- DOCUMENT EXCERPT:
Why Adrian Joffe Reminds Us That Fashion’s Greatest Investment Has Always Been People.
As another men’s fashion season comes to a close, I find myself thinking less about the collections and more about the people who make those collections possible.
Fashion has always celebrated designers, as it should. They are the visible face of our industry, the ones whose names appear on invitations, whose work walks the runway, and whose vision shapes the conversation.
But every successful designer has another story running quietly alongside their own. Someone believed before everyone else did. Someone offered encouragement when confidence was fragile. Someone made an introduction, placed an order, created space on a shop floor, or simply said, “I think people should see this.”
Talent is extraordinary.
Belief is rarer.
Over the years, I’ve been fortunate to meet many of the people who quietly hold this industry together. Editors who champion young voices. Buyers willing to take risks. Manufacturers who nurture small brands. Publicists who genuinely care. Retailers who understand that their responsibility extends beyond selling clothes to supporting creativity itself.
Few embody that spirit more completely than Adrian Joffe.
Most people know Adrian as the President of Comme des Garçons International and the driving force behind Dover Street Market. I think of him differently. I think of him as one of fashion’s great champions.
What Adrian and the Dover Street Market team have built has never felt like a conventional retail business. It feels like an act of belief. Walk through one of the stores and you’ll find the world’s most established luxury houses sitting comfortably alongside designers showing their very first collections. There is no hierarchy demanding your attention. Only curiosity inviting you to discover something new.
That takes courage.
It is easy to buy what everyone already wants. It is much harder to believe in something before the rest of the world catches up.
Season after season, Dover Street Market has become one of the places where emerging designers know they will be seen, where experimentation is welcomed rather than diluted, and where originality is given room to breathe. In an industry increasingly measured by certainty, Adrian has built a business around possibility.

- OBJECTIVE A: List every group of people the essay on Adrian Joffe names as quietly holding the fashion industry together.

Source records

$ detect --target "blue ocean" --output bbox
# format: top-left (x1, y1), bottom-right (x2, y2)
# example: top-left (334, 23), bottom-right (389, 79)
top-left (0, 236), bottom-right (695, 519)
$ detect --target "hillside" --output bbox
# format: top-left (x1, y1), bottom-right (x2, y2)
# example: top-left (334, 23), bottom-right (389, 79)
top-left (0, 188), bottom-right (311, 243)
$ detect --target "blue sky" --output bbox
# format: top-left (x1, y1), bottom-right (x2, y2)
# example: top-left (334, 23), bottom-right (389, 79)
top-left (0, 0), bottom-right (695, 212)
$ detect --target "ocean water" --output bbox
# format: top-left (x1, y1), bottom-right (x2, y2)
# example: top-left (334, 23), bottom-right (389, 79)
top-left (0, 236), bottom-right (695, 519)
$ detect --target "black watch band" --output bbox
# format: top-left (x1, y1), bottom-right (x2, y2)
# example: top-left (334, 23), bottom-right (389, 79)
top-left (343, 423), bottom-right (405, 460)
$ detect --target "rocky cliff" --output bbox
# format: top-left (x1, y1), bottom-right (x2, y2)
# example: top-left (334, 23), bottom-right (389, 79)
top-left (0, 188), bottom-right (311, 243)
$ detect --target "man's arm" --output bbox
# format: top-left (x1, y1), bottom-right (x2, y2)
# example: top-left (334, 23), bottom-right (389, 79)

- OBJECTIVE B: Reproduce the source rows from the first line through the line containing "top-left (343, 423), bottom-right (405, 460)", inclusive, adding 51 to every coordinate in the answers and leaving all other lines unchanged.

- EXERCISE ANSWER A: Editors, buyers, manufacturers, publicists, retailers

- EXERCISE ANSWER B:
$ detect --target "blue ocean" --output bbox
# format: top-left (x1, y1), bottom-right (x2, y2)
# example: top-left (334, 23), bottom-right (389, 79)
top-left (51, 287), bottom-right (746, 570)
$ detect --target "hillside" --output bbox
# format: top-left (x1, y1), bottom-right (x2, y2)
# example: top-left (334, 23), bottom-right (389, 79)
top-left (51, 239), bottom-right (362, 294)
$ detect --target "blue sky" --output bbox
# format: top-left (x1, y1), bottom-right (x2, y2)
# example: top-left (334, 23), bottom-right (389, 79)
top-left (51, 51), bottom-right (746, 263)
$ detect --target "ocean water" --output bbox
# format: top-left (x1, y1), bottom-right (x2, y2)
# example: top-left (334, 23), bottom-right (389, 79)
top-left (51, 287), bottom-right (746, 570)
$ detect --target "black watch band" --output bbox
# format: top-left (x1, y1), bottom-right (x2, y2)
# example: top-left (334, 23), bottom-right (389, 79)
top-left (394, 474), bottom-right (456, 511)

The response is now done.